(GIVEN RECORDS Opens)

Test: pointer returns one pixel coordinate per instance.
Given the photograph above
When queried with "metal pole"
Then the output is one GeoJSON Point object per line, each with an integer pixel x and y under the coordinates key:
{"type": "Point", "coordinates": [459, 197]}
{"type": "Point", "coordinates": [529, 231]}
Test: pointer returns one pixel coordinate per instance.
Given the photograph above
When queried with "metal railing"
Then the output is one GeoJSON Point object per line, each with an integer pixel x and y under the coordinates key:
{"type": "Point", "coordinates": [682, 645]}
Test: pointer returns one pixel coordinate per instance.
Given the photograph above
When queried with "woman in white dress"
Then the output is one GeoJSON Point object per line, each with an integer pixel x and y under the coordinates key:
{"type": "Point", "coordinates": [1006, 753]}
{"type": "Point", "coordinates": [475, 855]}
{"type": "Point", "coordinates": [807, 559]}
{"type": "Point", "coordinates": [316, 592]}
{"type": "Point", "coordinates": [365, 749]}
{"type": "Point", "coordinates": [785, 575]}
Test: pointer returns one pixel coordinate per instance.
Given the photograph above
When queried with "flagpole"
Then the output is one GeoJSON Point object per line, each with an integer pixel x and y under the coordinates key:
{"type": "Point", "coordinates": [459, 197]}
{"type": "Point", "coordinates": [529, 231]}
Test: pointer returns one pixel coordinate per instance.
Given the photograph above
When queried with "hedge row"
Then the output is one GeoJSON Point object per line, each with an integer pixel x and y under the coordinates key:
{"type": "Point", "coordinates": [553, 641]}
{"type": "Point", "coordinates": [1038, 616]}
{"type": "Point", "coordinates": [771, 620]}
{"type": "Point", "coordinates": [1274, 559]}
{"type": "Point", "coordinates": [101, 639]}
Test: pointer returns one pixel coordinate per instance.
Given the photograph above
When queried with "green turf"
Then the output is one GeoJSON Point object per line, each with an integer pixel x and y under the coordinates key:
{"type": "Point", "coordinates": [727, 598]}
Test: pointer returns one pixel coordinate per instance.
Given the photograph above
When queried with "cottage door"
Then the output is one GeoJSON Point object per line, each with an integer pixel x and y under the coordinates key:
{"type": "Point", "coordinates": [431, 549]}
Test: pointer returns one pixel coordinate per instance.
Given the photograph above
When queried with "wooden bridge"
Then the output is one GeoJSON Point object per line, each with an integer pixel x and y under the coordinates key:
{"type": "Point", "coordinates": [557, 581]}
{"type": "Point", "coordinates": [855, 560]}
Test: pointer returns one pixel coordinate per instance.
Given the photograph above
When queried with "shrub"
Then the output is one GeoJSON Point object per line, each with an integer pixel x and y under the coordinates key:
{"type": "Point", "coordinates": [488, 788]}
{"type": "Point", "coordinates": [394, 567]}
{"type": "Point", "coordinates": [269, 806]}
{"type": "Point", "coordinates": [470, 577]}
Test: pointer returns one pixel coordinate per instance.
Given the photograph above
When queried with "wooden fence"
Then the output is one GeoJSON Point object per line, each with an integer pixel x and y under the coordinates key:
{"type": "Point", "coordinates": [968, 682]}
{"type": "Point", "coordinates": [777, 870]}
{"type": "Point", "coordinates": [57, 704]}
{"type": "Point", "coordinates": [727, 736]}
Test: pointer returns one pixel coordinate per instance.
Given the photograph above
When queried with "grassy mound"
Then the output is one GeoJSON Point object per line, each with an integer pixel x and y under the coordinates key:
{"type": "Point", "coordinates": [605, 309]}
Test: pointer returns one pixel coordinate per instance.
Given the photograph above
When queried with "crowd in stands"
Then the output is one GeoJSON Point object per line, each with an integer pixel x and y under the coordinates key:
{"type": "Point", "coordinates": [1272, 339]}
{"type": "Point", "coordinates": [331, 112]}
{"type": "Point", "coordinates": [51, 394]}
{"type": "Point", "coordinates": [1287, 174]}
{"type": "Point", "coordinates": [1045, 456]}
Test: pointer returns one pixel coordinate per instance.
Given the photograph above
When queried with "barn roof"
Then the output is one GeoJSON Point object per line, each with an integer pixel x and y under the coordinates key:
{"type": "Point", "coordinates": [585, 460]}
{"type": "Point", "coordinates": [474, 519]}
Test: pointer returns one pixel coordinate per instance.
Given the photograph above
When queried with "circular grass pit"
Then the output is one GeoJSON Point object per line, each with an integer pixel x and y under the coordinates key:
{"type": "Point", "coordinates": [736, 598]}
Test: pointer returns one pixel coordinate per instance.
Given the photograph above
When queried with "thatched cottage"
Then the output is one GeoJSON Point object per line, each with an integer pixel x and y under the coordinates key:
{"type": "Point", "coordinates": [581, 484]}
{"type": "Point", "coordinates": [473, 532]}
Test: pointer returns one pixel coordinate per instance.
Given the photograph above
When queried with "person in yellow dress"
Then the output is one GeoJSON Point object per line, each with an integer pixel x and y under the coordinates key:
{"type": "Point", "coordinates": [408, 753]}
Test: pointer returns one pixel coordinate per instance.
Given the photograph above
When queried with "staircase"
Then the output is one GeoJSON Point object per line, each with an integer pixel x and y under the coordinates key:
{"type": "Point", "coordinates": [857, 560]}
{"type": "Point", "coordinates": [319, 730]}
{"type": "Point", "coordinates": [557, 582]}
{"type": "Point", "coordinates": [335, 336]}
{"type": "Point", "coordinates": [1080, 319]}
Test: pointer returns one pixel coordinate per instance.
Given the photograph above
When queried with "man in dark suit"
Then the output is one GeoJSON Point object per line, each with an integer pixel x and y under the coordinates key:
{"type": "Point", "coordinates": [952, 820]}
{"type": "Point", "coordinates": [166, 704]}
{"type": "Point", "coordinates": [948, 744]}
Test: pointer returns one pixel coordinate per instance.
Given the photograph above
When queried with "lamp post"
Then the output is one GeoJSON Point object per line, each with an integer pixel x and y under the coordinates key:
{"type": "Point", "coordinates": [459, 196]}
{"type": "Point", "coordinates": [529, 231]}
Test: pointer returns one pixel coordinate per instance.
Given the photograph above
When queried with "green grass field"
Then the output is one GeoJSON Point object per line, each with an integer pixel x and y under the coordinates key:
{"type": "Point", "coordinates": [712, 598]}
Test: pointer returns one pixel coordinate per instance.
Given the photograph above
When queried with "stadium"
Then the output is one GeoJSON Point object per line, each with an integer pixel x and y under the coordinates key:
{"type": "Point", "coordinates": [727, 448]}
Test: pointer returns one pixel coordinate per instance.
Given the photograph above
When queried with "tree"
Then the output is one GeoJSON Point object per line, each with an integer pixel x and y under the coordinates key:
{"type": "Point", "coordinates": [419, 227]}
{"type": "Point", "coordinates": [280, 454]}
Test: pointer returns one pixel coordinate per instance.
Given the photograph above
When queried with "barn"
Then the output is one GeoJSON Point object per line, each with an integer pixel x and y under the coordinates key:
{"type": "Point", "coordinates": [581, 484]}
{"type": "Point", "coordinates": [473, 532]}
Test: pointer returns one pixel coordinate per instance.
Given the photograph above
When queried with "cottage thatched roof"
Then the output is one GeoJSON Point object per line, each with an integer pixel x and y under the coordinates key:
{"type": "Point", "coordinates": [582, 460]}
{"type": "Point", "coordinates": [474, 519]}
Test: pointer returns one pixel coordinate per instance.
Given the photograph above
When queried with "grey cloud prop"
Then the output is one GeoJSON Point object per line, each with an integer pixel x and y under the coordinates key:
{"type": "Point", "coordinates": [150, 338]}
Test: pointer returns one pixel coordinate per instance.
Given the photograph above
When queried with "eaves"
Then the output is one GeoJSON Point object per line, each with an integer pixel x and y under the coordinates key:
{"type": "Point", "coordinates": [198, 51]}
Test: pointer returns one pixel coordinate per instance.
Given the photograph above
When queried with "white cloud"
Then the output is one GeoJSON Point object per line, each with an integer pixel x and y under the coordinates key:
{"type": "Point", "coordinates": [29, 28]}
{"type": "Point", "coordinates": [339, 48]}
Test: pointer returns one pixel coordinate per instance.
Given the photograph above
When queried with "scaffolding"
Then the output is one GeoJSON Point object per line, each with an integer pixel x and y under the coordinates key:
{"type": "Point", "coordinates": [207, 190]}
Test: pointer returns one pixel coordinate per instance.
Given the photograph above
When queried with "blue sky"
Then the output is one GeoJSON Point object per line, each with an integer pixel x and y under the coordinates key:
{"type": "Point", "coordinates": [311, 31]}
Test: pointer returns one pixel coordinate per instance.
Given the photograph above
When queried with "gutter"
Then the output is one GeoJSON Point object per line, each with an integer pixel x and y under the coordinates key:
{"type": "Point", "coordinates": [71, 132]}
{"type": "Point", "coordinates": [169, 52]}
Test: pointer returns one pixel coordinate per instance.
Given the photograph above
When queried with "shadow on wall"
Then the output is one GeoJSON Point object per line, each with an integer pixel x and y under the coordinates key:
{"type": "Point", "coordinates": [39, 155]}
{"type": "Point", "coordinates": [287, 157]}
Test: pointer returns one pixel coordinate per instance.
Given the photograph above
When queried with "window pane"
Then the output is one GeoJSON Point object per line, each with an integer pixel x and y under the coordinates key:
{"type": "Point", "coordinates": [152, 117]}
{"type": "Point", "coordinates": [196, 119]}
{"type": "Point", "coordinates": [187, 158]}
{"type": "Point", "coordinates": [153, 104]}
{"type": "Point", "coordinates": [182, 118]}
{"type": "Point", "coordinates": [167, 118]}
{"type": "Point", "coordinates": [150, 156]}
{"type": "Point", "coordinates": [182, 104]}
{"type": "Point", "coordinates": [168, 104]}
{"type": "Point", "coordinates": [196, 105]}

(GIVEN RECORDS Closes)

THE PROBLEM
Determine the number of lines in the data that include the string "wooden". Only that number belongs in the answer.

ANSWER TO THIS EXERCISE
2